BEGIN
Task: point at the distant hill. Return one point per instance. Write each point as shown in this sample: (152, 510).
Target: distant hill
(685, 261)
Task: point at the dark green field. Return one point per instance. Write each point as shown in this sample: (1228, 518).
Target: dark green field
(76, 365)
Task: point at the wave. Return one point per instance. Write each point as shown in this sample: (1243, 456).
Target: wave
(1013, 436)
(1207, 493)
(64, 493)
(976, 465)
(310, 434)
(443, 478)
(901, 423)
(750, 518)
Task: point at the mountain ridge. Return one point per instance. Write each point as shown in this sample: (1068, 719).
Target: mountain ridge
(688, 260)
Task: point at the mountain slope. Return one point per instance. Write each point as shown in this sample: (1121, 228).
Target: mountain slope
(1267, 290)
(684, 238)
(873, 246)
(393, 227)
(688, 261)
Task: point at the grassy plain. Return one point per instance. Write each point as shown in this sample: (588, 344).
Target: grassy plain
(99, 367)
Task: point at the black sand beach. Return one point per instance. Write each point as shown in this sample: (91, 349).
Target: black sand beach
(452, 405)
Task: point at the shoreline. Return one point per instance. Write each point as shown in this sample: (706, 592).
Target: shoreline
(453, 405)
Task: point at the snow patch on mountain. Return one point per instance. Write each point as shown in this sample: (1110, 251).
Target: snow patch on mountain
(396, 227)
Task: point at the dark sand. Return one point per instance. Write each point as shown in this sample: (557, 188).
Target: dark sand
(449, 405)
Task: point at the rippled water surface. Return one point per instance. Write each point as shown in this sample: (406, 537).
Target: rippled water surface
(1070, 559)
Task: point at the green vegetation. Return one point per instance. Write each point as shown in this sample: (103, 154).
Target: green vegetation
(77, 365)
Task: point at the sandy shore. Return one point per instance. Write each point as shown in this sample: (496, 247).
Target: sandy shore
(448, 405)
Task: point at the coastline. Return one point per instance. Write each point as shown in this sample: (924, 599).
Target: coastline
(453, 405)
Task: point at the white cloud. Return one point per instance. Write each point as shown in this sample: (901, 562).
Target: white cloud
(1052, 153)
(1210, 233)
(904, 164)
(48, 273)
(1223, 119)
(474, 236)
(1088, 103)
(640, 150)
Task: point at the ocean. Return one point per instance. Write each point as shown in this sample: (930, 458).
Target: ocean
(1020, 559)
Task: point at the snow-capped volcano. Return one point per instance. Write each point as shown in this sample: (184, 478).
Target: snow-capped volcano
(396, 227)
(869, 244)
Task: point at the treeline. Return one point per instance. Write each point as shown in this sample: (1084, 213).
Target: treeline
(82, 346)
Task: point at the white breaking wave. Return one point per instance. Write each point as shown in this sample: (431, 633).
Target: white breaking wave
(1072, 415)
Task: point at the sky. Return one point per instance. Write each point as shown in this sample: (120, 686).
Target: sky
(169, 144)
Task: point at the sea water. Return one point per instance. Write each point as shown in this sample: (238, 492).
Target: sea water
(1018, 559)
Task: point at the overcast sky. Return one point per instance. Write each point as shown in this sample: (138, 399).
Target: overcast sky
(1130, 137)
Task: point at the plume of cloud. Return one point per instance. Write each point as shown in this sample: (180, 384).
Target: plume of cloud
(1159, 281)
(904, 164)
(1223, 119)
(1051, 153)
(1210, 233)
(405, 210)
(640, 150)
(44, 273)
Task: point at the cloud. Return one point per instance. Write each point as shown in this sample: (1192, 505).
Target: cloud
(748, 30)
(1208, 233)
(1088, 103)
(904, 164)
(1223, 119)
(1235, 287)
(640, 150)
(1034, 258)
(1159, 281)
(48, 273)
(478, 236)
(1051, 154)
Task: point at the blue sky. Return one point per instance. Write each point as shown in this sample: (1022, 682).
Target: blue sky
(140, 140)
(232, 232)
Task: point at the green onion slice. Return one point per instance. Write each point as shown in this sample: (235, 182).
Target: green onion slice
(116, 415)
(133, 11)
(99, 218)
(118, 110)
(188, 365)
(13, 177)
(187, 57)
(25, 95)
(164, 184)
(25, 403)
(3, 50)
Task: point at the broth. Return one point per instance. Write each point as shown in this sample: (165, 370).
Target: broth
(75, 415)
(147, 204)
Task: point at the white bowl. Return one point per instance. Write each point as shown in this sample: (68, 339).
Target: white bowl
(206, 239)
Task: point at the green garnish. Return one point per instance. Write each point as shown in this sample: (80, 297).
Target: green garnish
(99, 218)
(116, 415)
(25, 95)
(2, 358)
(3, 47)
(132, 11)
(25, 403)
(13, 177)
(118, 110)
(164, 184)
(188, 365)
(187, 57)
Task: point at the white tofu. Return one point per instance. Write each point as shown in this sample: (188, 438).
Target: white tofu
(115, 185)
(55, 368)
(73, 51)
END
* **The task**
Set down again, word for word, the stretch of records from the line with "Target: treeline" to the line with "Task: point at the plume", both of those lines included.

* **Response to the task**
Target: treeline
(82, 346)
Task: point at the white breaking wave. Return one point per instance. Write each point as shown in this sample: (431, 633).
Target: white breaking wave
(1072, 415)
Task: point at the sky. Return one point per instance. Write each point as shown in this sample: (120, 686).
Target: sky
(169, 144)
Task: point at the sea water. Return one point per instance. Write each point as shown in this sample: (238, 492).
Target: sea water
(1018, 559)
Task: point at the overcast sky. Return one point per instance. Write each point as shown in this sample: (138, 399).
Target: overcast sky
(1130, 137)
Task: point at the plume of cloud. Return one point per instance. Write each point as shown in this sample: (180, 384).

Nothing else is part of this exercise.